France

Il faut vraiment plaindre Penelope Fillon

Temps de lecture : 3 min

Le reportage d'«Envoyé Spécial» a accompli un exploit: nous montrer à quel point Penelope Fillon était à plaindre.

Le 29 janvier 2017, François Fillon et sa femme Penelope Fillon Eric FEFERBERG / AFP
Le 29 janvier 2017, François Fillon et sa femme Penelope Fillon Eric FEFERBERG / AFP

Comme dirait Mme Lenglet, mon ancienne prof d'espagnol, je voudrais tirer la sonnette d'alarme.

Penelope Fillon vit un calvaire. Certes un calvaire bien payé mais un calvaire. Un Golgotha. Bref, tout ce qui porte un nom qui évoque la douleur, voire même les douleurs.

Je suis sérieuse. Mais attention, ça ne dure pas depuis quelques jours.

Le puits de douleur

Penelope Fillon est un puits de douleurs depuis des années et personne ne semble jamais s'en être inquiété. Hier soir, n'écoutant que ma conscience professionnelle et mon amour de la léthargie, j'ai regardé «Envoyé spécial». J'ai vu l'interview de 2007. Je m'attendais à avoir des informations sur une affaire d'emplois fictifs, à la place, j'ai écouté une femme au bord du gouffre. C'était presque gênant.

Je ne sais pas pourquoi ce jour-là elle a décidé de se confier, je ne sais même pas si elle a eu conscience de ce qu'elle disait malgré elle, de ce que ses mots révélaient. Une femme qui semblait ne plus avoir de but dans l'existence, une femme qui transpirait une solitude insupportable, et surtout une femme qui se sentait méprisée par ses proches et, en premier lieu, par ses enfants.

Cette femme a élevé cinq enfants plus ou moins seule (François Fillon a dit dans plusieurs interviews qu'il n'avait pas été présent pour eux, donc pour elle). Elle a renoncé à bosser pour eux (avec les problèmes de socialisation et d'estime de soi que cela peut poser dans certains cas). «Si j'avais pas eu le dernier, j'aurais travaillé.» Elle a eu le premier à 26 ans et le dernier à 45. Et elle a l'air convaincue qu'ils la prennent pour une conne:

«Je leur dis je suis diplômée, j'ai passé le barreau, je ne suis pas stupide mais bon.»

## ÉNONCÉ A
D'après l'article, de quelle année date l'interview de Penelope Fillon diffusée dans « Envoyé spécial » ?

## DONNÉES D'ENTRÉE
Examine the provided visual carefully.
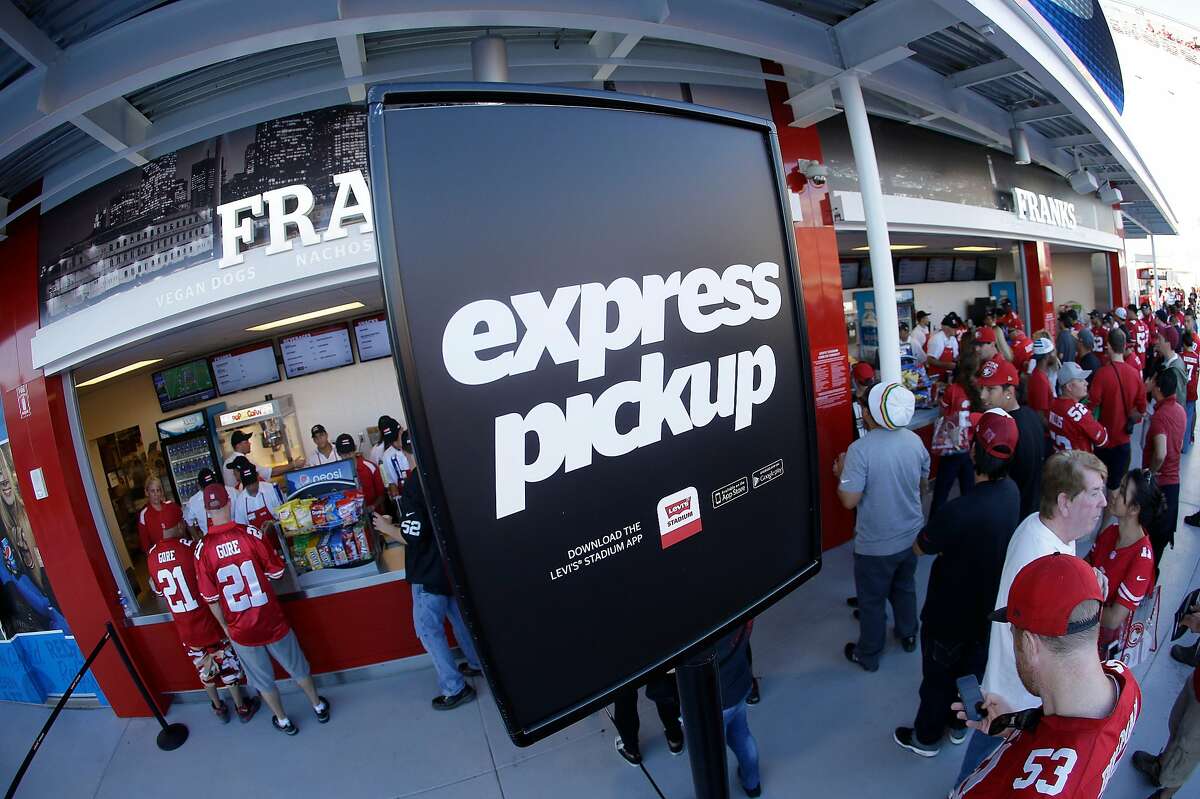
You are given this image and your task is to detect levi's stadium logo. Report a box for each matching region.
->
[659,486,703,549]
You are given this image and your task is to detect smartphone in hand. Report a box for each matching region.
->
[958,674,983,721]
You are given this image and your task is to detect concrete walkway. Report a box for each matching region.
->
[0,455,1200,799]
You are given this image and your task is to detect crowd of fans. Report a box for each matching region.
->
[833,289,1200,799]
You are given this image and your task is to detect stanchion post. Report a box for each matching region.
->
[676,647,730,799]
[104,621,187,752]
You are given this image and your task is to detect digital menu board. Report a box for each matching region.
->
[209,341,280,395]
[150,358,217,413]
[354,313,391,361]
[280,324,354,378]
[954,258,976,281]
[925,258,954,283]
[841,260,858,289]
[896,258,928,284]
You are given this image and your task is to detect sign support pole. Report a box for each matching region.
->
[676,647,730,799]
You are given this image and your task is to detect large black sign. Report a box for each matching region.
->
[368,85,820,745]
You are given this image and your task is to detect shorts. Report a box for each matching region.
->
[184,638,246,685]
[233,630,310,692]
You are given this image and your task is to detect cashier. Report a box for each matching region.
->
[308,425,341,465]
[379,419,413,497]
[229,456,283,537]
[184,467,217,536]
[223,429,271,488]
[335,433,388,512]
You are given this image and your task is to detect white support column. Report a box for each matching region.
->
[838,72,900,383]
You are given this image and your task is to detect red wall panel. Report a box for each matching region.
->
[763,61,854,548]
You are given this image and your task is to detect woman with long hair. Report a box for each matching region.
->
[929,346,983,516]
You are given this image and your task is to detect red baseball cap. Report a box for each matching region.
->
[204,482,229,510]
[850,361,875,385]
[976,408,1020,461]
[989,552,1104,638]
[976,328,996,344]
[978,359,1021,388]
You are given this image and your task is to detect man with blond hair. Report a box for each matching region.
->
[955,450,1109,785]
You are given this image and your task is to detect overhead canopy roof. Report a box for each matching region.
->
[0,0,1175,235]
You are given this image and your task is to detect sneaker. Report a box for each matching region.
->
[612,735,642,765]
[271,716,300,735]
[892,727,942,757]
[238,696,263,723]
[841,642,880,672]
[433,685,475,710]
[738,765,762,799]
[1129,750,1162,788]
[1171,644,1200,667]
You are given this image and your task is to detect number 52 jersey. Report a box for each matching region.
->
[146,539,224,649]
[196,522,290,647]
[950,661,1141,799]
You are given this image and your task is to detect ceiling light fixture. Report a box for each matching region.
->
[246,302,366,332]
[854,245,925,252]
[76,358,162,389]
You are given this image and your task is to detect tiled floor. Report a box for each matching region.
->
[7,443,1200,799]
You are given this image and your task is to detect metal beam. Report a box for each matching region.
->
[0,0,61,67]
[589,34,642,82]
[337,34,367,103]
[946,59,1025,89]
[1013,103,1073,125]
[1049,133,1103,148]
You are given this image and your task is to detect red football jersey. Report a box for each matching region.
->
[146,539,224,648]
[196,522,290,647]
[1048,397,1109,452]
[1180,344,1200,402]
[1087,524,1154,611]
[950,660,1141,799]
[138,499,184,552]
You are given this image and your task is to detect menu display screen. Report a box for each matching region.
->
[925,258,954,283]
[280,324,354,378]
[841,260,858,288]
[354,313,391,361]
[896,258,928,284]
[209,341,280,395]
[150,358,217,413]
[954,258,976,281]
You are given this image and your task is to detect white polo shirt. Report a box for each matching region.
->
[983,513,1075,710]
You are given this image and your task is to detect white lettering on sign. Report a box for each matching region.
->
[442,263,782,518]
[1013,187,1075,225]
[217,402,275,427]
[217,169,374,269]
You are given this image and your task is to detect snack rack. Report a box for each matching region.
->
[277,453,378,589]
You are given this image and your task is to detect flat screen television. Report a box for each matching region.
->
[280,324,354,379]
[954,258,977,281]
[209,341,280,395]
[354,313,391,362]
[925,258,954,283]
[150,358,217,413]
[896,258,929,286]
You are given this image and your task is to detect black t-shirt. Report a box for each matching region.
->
[917,477,1021,643]
[397,475,451,596]
[1008,405,1046,518]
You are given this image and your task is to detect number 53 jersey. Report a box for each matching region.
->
[146,539,224,649]
[196,522,290,647]
[950,661,1141,799]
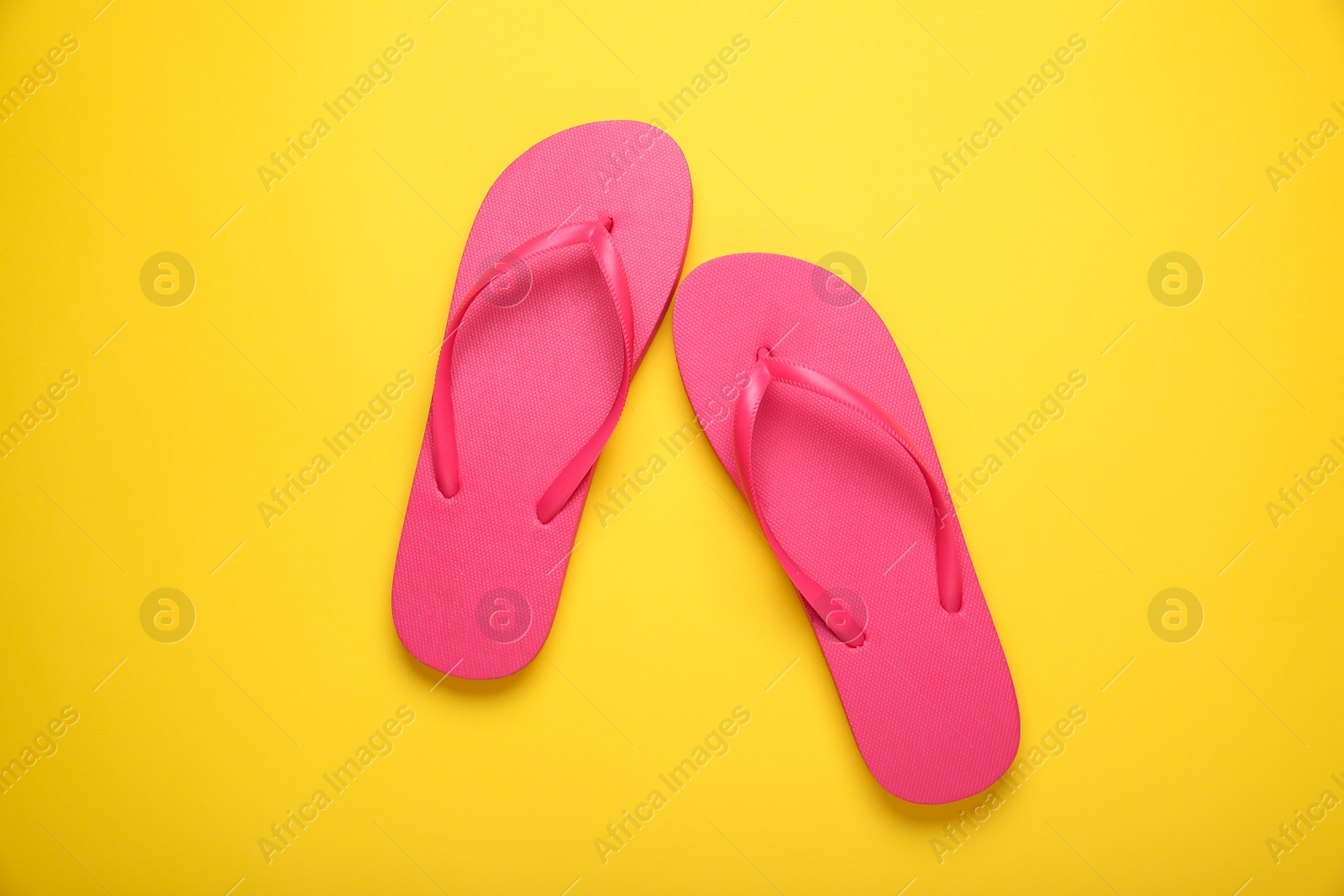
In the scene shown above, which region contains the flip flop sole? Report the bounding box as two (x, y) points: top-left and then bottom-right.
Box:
(672, 254), (1019, 804)
(392, 121), (690, 679)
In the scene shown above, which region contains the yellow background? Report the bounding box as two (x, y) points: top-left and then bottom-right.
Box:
(0, 0), (1344, 896)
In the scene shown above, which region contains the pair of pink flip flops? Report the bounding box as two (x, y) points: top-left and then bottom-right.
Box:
(392, 121), (1019, 804)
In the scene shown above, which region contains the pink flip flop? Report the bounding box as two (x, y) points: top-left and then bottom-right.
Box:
(392, 121), (690, 679)
(672, 254), (1019, 804)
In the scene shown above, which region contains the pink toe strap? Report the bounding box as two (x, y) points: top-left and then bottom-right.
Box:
(430, 217), (634, 524)
(732, 354), (961, 647)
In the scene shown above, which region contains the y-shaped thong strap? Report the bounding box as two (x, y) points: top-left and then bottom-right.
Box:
(430, 217), (634, 524)
(732, 349), (961, 647)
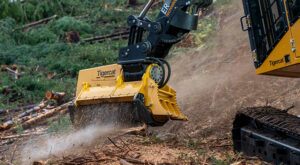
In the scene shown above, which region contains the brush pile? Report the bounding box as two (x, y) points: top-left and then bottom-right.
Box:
(0, 92), (73, 132)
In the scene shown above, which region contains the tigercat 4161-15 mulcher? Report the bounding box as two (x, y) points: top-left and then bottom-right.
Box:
(70, 0), (300, 165)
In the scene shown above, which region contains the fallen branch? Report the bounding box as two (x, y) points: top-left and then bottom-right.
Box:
(83, 31), (129, 42)
(46, 92), (66, 104)
(0, 103), (46, 131)
(0, 132), (44, 140)
(107, 137), (123, 150)
(120, 159), (133, 165)
(1, 65), (25, 79)
(13, 15), (57, 32)
(12, 101), (73, 131)
(0, 104), (38, 115)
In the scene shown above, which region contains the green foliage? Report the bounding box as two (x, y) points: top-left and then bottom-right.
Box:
(214, 0), (232, 8)
(48, 115), (72, 133)
(50, 16), (92, 36)
(23, 27), (57, 45)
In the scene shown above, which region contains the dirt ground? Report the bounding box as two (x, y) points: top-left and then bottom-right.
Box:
(0, 1), (300, 165)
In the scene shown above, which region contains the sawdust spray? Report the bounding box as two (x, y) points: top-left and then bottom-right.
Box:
(22, 125), (115, 164)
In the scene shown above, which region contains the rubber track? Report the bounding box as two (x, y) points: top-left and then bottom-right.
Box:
(237, 106), (300, 140)
(232, 106), (300, 165)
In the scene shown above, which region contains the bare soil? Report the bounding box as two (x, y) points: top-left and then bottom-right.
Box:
(0, 1), (300, 164)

## ÉNONCÉ B
Recopiez à l'identique le listing, de son début jusqu'à la ligne contenant « [368,85,820,745] » incluse, en omettant les images.

## RÉPONSE A
De 2007.

## RÉPONSE B
Examine the provided visual carefully.
You are given this image and your task is to detect levi's stadium logo. Report a box for each matching region.
->
[659,486,703,549]
You are given this image and your task is to detect smartphone in hand. Report a box for each matching region.
->
[958,674,983,721]
You are given this image and your task is to detect concrete walkway. Report a box for each matching region.
->
[0,455,1200,799]
You are given this image and your task is to detect crowd of fans. Report a box for each matching region.
->
[833,289,1200,799]
You are given this image and your task is to detect stanchion post. Report a box for each matching region.
->
[676,647,730,799]
[104,621,187,752]
You are given this image and your task is to detect digital menu board. Report a box for each matching region.
->
[209,341,280,395]
[150,358,217,413]
[354,313,391,361]
[280,324,354,378]
[954,258,976,281]
[925,258,954,283]
[841,260,858,289]
[896,258,928,284]
You are given this image and your task is to detect sign support pole. Report a box for each matching region.
->
[676,647,730,799]
You are given this image and your task is to detect large black sign. Report a box for each matching region.
->
[368,85,820,745]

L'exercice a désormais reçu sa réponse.